● What the task requires
Copy out the entries that follow exactly, leaving out the pictures.

● Data for review

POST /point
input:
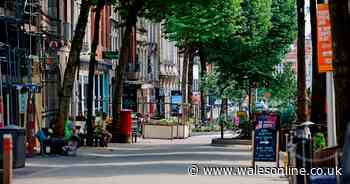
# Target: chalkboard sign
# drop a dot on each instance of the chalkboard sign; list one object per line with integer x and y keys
{"x": 266, "y": 127}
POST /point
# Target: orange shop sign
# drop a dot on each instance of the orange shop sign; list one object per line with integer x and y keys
{"x": 324, "y": 39}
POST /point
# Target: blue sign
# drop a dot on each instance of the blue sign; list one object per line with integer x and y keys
{"x": 176, "y": 100}
{"x": 265, "y": 137}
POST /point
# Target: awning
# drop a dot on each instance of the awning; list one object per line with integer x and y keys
{"x": 101, "y": 64}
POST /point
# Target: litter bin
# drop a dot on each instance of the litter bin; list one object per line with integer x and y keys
{"x": 18, "y": 141}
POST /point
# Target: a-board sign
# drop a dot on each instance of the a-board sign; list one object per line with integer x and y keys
{"x": 265, "y": 138}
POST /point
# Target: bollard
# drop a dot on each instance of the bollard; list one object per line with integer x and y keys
{"x": 7, "y": 159}
{"x": 304, "y": 151}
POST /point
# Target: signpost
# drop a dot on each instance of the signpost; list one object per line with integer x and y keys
{"x": 265, "y": 138}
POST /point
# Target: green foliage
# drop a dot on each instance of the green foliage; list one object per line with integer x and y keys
{"x": 319, "y": 141}
{"x": 201, "y": 24}
{"x": 283, "y": 89}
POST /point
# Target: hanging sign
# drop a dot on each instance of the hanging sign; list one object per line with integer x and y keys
{"x": 324, "y": 39}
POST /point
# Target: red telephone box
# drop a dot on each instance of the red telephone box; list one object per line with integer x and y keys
{"x": 126, "y": 123}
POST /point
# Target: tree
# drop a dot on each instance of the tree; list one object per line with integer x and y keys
{"x": 340, "y": 18}
{"x": 129, "y": 11}
{"x": 283, "y": 90}
{"x": 72, "y": 65}
{"x": 250, "y": 55}
{"x": 92, "y": 65}
{"x": 302, "y": 111}
{"x": 194, "y": 26}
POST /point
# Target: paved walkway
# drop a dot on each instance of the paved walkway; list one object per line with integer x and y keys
{"x": 149, "y": 162}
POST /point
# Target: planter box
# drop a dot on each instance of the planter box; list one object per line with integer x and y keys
{"x": 165, "y": 131}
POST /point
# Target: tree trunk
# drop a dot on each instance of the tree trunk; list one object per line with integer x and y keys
{"x": 184, "y": 83}
{"x": 203, "y": 60}
{"x": 73, "y": 63}
{"x": 92, "y": 64}
{"x": 120, "y": 73}
{"x": 190, "y": 82}
{"x": 302, "y": 114}
{"x": 340, "y": 16}
{"x": 223, "y": 112}
{"x": 318, "y": 103}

● Solution for this task
POST /point
input:
# Target: chalkboard sign
# drop a dot on each instance of the chalkboard sign; list one object per line with integer x and y keys
{"x": 266, "y": 127}
POST /point
# Target: orange shop sign
# drop a dot on each instance of the orange shop sign; list one object per line with integer x and y keys
{"x": 324, "y": 39}
POST /point
# Target: blue sign
# drop a dot on each instance of the blue sign; list one object per line with integer x and y keys
{"x": 176, "y": 100}
{"x": 265, "y": 137}
POST /point
# Target: awning
# drop a dot on each instance of the awning; list one object per line with integer x and y keys
{"x": 101, "y": 64}
POST /point
# Target: litter bin
# drop a dot on each instance of the litter bin; list one object per line with integer x and y keys
{"x": 18, "y": 141}
POST /point
# Target: a-board sign
# drop a dot on each instance of the a-board sign; list one object per line with integer x and y keys
{"x": 265, "y": 138}
POST /point
# Target: bollard
# drop a dot on each instance of the bollard; list one object per line with integer x and y keys
{"x": 7, "y": 159}
{"x": 304, "y": 151}
POST /point
# Target: signpost
# drop a dot on each instance of the signpost; list one object per line with integer x and y keys
{"x": 265, "y": 138}
POST /point
# Target: green foliage
# drop a dot on each instance of the green foliage; list one object per line with integer x and y keys
{"x": 319, "y": 141}
{"x": 201, "y": 24}
{"x": 283, "y": 89}
POST /point
# Target: hanging sign
# drop a dot on each instance of the hanging sign; list one object per line with integer x and y keys
{"x": 324, "y": 39}
POST /point
# Target: red telephone box
# drop a dot on each instance of the red telephone box; list one object per line with integer x and y keys
{"x": 126, "y": 123}
POST /point
# Target: tree
# drop a dot on each instance of the tree; list one object per line with integer x and y keys
{"x": 340, "y": 18}
{"x": 129, "y": 11}
{"x": 283, "y": 90}
{"x": 72, "y": 65}
{"x": 250, "y": 55}
{"x": 92, "y": 65}
{"x": 302, "y": 111}
{"x": 194, "y": 26}
POST /point
# Target: paved walkway
# drop a dot on each instance of the paved walkway; list one object per line with integer x and y keys
{"x": 149, "y": 162}
POST /point
# Target: planter box
# drop a dot on each instance of the planter box; list one object per line with integer x and y keys
{"x": 165, "y": 131}
POST /point
# Target: tree trunk
# drop a dot on each instance of the tree trunk; list one object per line with integer x and y keys
{"x": 184, "y": 83}
{"x": 203, "y": 60}
{"x": 73, "y": 63}
{"x": 92, "y": 64}
{"x": 120, "y": 73}
{"x": 190, "y": 82}
{"x": 302, "y": 114}
{"x": 340, "y": 16}
{"x": 223, "y": 112}
{"x": 318, "y": 103}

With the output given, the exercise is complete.